Data excerpts
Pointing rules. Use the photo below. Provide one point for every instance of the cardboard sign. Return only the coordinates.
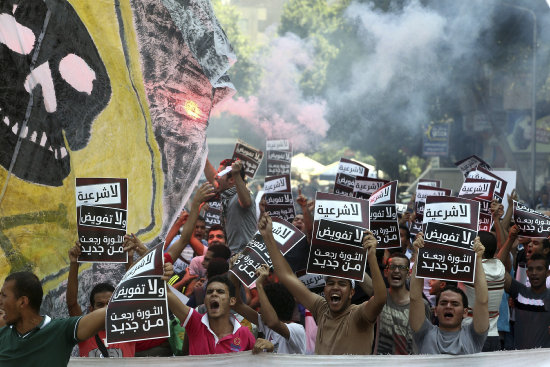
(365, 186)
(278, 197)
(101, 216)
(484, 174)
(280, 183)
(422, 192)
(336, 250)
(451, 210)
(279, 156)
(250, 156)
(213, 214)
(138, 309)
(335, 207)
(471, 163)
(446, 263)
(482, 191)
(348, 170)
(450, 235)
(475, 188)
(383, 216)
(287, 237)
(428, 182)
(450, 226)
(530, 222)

### [AIM OF THE TASK]
Apart from the pictures, all of the data must be duplicated exactly as shown above.

### [OUTPUT OF THE TASK]
Pointing rules. Use the photo below. Provide one point for every instance of the cardboard sign. Return only the coordinates.
(365, 186)
(278, 197)
(101, 216)
(484, 174)
(280, 183)
(422, 192)
(336, 250)
(451, 210)
(279, 156)
(250, 156)
(213, 214)
(138, 309)
(335, 207)
(471, 163)
(446, 263)
(482, 191)
(348, 170)
(450, 235)
(475, 188)
(383, 216)
(287, 237)
(428, 182)
(450, 226)
(530, 222)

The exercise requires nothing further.